Begin Extracted information
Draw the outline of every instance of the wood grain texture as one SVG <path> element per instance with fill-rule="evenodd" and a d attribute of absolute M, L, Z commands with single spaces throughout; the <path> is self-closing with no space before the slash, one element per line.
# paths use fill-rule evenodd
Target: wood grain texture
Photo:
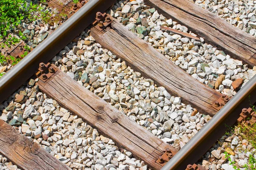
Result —
<path fill-rule="evenodd" d="M 144 161 L 151 168 L 158 170 L 161 167 L 155 161 L 167 148 L 174 154 L 177 152 L 58 70 L 45 82 L 38 82 L 40 90 L 111 138 L 118 145 L 131 152 L 135 157 Z"/>
<path fill-rule="evenodd" d="M 0 153 L 24 170 L 71 170 L 2 120 L 0 120 Z"/>
<path fill-rule="evenodd" d="M 204 85 L 176 65 L 146 42 L 113 19 L 112 29 L 99 32 L 91 29 L 91 35 L 104 48 L 126 61 L 131 68 L 146 78 L 164 87 L 172 95 L 180 96 L 201 113 L 213 116 L 211 105 L 221 94 Z"/>
<path fill-rule="evenodd" d="M 256 38 L 188 0 L 145 0 L 166 17 L 187 27 L 231 57 L 256 65 Z"/>

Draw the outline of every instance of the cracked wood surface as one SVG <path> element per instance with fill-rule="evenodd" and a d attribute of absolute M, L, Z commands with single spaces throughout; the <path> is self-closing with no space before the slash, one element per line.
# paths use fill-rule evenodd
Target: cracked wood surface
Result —
<path fill-rule="evenodd" d="M 113 18 L 112 28 L 101 32 L 91 29 L 91 35 L 102 47 L 127 62 L 132 69 L 162 86 L 172 95 L 180 96 L 205 114 L 217 112 L 211 106 L 220 93 L 201 83 Z"/>
<path fill-rule="evenodd" d="M 37 143 L 2 120 L 0 120 L 0 153 L 24 170 L 71 170 Z"/>
<path fill-rule="evenodd" d="M 40 90 L 71 112 L 84 119 L 116 144 L 132 153 L 151 168 L 161 167 L 155 162 L 167 148 L 177 151 L 131 120 L 126 115 L 79 85 L 58 69 L 45 82 L 37 83 Z"/>
<path fill-rule="evenodd" d="M 231 57 L 256 65 L 256 38 L 188 0 L 145 0 L 158 12 L 187 27 Z"/>

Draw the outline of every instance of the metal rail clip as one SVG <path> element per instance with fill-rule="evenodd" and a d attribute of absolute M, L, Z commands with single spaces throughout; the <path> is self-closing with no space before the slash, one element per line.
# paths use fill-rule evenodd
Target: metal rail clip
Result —
<path fill-rule="evenodd" d="M 246 125 L 250 125 L 256 122 L 256 113 L 253 109 L 244 108 L 240 113 L 240 117 L 237 119 L 239 123 L 245 122 Z"/>
<path fill-rule="evenodd" d="M 102 14 L 100 12 L 96 13 L 95 19 L 96 20 L 93 22 L 93 25 L 94 28 L 100 31 L 108 26 L 113 21 L 109 14 L 107 14 L 106 13 Z"/>
<path fill-rule="evenodd" d="M 45 82 L 57 70 L 51 66 L 49 63 L 45 64 L 43 62 L 41 62 L 39 64 L 38 71 L 35 74 L 35 75 L 40 79 Z"/>
<path fill-rule="evenodd" d="M 168 148 L 162 156 L 159 156 L 156 162 L 160 165 L 163 166 L 173 156 L 170 149 Z"/>
<path fill-rule="evenodd" d="M 223 94 L 221 97 L 215 101 L 213 105 L 212 105 L 212 107 L 218 111 L 226 105 L 230 99 L 230 98 L 227 96 Z"/>

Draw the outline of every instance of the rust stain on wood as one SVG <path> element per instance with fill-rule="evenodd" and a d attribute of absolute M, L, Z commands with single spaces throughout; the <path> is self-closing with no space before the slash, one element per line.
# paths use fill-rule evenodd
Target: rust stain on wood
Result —
<path fill-rule="evenodd" d="M 145 0 L 160 14 L 178 21 L 232 57 L 256 65 L 256 37 L 188 0 Z"/>

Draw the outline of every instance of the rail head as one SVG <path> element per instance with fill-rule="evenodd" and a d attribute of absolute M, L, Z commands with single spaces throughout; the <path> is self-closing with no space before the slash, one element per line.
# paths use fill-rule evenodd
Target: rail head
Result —
<path fill-rule="evenodd" d="M 250 96 L 250 100 L 249 96 Z M 254 76 L 161 170 L 184 170 L 198 161 L 230 125 L 236 123 L 243 108 L 256 102 L 256 76 Z"/>
<path fill-rule="evenodd" d="M 0 103 L 32 76 L 40 62 L 47 62 L 116 0 L 90 0 L 0 79 Z"/>

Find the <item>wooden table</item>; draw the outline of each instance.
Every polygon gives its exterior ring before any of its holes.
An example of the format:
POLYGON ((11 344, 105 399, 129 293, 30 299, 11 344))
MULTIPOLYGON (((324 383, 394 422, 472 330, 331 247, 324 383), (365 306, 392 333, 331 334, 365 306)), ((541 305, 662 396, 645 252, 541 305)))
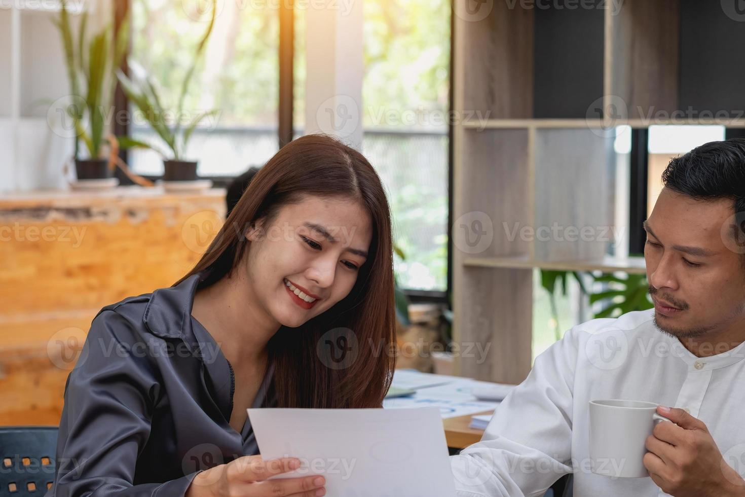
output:
POLYGON ((448 446, 451 449, 465 449, 481 440, 481 436, 484 435, 484 430, 475 430, 472 428, 469 428, 468 425, 471 424, 471 417, 491 414, 492 411, 486 411, 477 413, 477 414, 443 420, 443 425, 445 426, 445 440, 448 443, 448 446))

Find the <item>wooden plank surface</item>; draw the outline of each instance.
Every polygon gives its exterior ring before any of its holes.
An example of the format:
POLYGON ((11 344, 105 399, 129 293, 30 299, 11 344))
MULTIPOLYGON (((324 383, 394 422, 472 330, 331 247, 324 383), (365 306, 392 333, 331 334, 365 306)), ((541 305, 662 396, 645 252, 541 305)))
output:
MULTIPOLYGON (((484 411, 478 414, 491 414, 491 411, 484 411)), ((484 430, 475 430, 469 428, 471 423, 471 417, 459 416, 443 420, 445 427, 445 440, 448 443, 448 446, 451 449, 465 449, 470 445, 476 443, 481 440, 484 435, 484 430)))
POLYGON ((222 226, 224 195, 124 187, 0 196, 0 425, 58 424, 91 320, 193 267, 222 226))

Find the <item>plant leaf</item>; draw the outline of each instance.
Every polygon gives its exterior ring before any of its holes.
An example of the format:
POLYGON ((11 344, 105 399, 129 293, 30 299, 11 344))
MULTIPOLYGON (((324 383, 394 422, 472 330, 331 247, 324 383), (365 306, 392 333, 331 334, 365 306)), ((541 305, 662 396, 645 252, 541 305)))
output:
MULTIPOLYGON (((150 127, 158 133, 158 136, 168 145, 175 153, 173 145, 174 136, 171 130, 163 123, 162 118, 157 115, 153 104, 147 96, 138 91, 134 83, 127 77, 121 69, 116 72, 116 77, 121 84, 121 89, 124 92, 127 98, 133 103, 138 109, 145 115, 145 118, 150 124, 150 127)), ((164 155, 165 156, 165 155, 164 155)))
POLYGON ((188 143, 188 139, 189 138, 191 137, 191 133, 194 133, 194 130, 197 128, 197 126, 199 124, 200 121, 201 121, 202 119, 207 117, 208 115, 214 115, 216 113, 218 113, 218 110, 212 109, 212 110, 208 110, 207 112, 202 113, 196 118, 194 118, 194 121, 191 121, 188 127, 184 130, 183 139, 181 140, 181 147, 182 147, 181 150, 183 152, 186 151, 186 144, 188 143))
POLYGON ((215 18, 217 16, 218 10, 218 0, 212 0, 212 13, 209 19, 209 25, 207 26, 207 31, 205 32, 204 36, 202 37, 201 41, 200 41, 199 45, 197 46, 197 50, 194 52, 194 56, 191 57, 191 64, 186 71, 186 76, 184 77, 183 83, 181 86, 181 94, 179 96, 179 104, 176 111, 176 130, 174 132, 174 134, 176 135, 179 134, 179 131, 181 129, 181 114, 183 112, 184 100, 186 98, 186 92, 188 90, 189 82, 191 80, 194 72, 197 69, 197 64, 200 58, 200 56, 202 54, 202 52, 204 51, 205 47, 207 45, 207 40, 209 39, 209 35, 212 33, 212 28, 215 27, 215 18))

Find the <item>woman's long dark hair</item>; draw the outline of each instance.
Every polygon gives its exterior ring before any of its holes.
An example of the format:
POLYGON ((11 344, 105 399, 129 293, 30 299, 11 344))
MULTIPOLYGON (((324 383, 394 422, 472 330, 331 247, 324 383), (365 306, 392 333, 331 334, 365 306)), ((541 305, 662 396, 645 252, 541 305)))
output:
POLYGON ((207 272, 207 285, 229 277, 250 244, 246 229, 261 218, 268 226, 282 206, 305 195, 359 201, 370 213, 373 233, 349 294, 298 328, 281 326, 270 341, 278 407, 380 407, 395 367, 390 212, 380 178, 353 148, 325 135, 285 145, 251 180, 201 259, 174 285, 202 271, 207 272), (322 336, 338 329, 351 335, 341 344, 356 346, 343 368, 329 367, 317 352, 322 336))

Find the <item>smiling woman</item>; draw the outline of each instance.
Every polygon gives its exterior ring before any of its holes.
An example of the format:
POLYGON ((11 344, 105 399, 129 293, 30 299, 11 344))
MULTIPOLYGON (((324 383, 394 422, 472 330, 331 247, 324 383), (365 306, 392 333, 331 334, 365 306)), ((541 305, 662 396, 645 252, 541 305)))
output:
POLYGON ((188 274, 96 316, 48 496, 324 495, 322 477, 267 480, 298 461, 261 460, 247 408, 381 406, 390 231, 359 152, 321 135, 282 148, 188 274))
POLYGON ((266 323, 282 407, 379 407, 393 367, 387 355, 338 371, 308 351, 338 328, 359 344, 395 341, 392 250, 388 204, 372 167, 334 139, 310 135, 256 174, 181 281, 204 273, 206 286, 240 296, 233 301, 266 323), (317 300, 308 306, 301 293, 317 300))

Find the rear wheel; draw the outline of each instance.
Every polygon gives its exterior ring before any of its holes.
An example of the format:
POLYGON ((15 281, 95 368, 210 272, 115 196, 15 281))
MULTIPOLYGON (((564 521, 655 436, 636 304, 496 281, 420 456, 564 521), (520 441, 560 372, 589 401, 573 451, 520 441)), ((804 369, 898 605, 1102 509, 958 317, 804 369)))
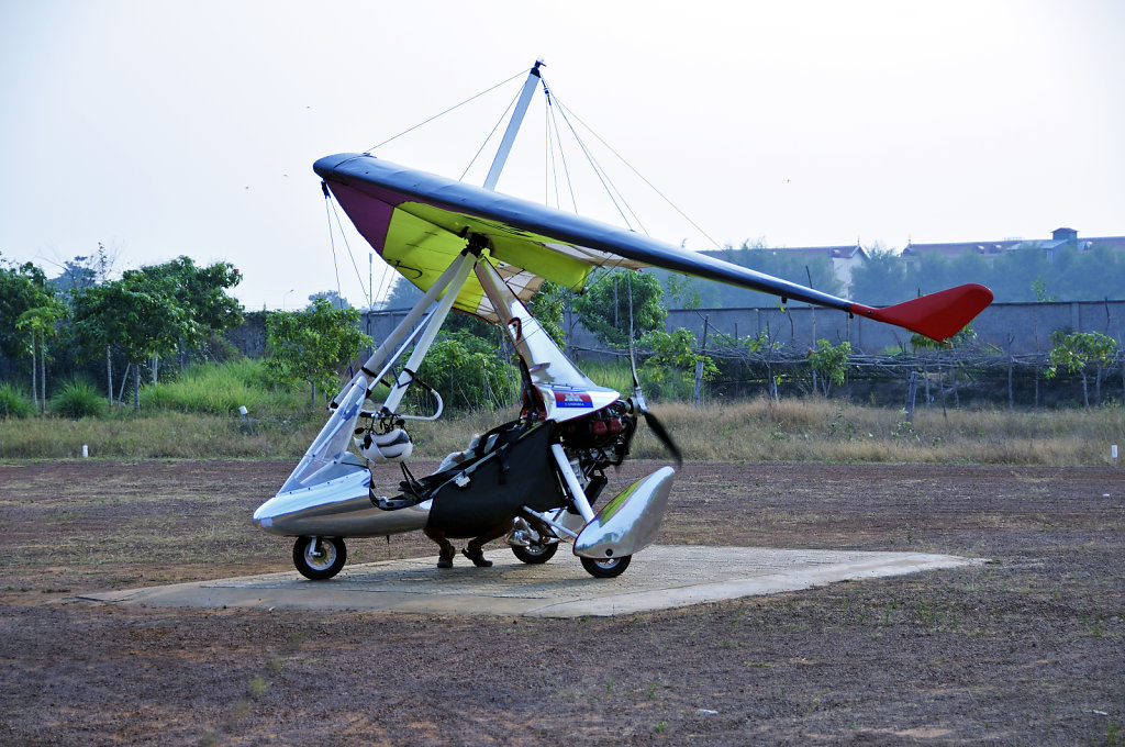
End Extracted information
- _Work to do_
Find each line in the rows above that contains the string "grain", and copy those lines out. Upper and lower case must match.

- _Exercise result_
Draw the outline of every instance of the wood grain texture as one SVG <path> element per instance with fill-rule="evenodd" and a d attribute of absolute M, L, Z commands with single spaces throughout; the <path> is self-closing with no space before the slash, one element per line.
Target: wood grain texture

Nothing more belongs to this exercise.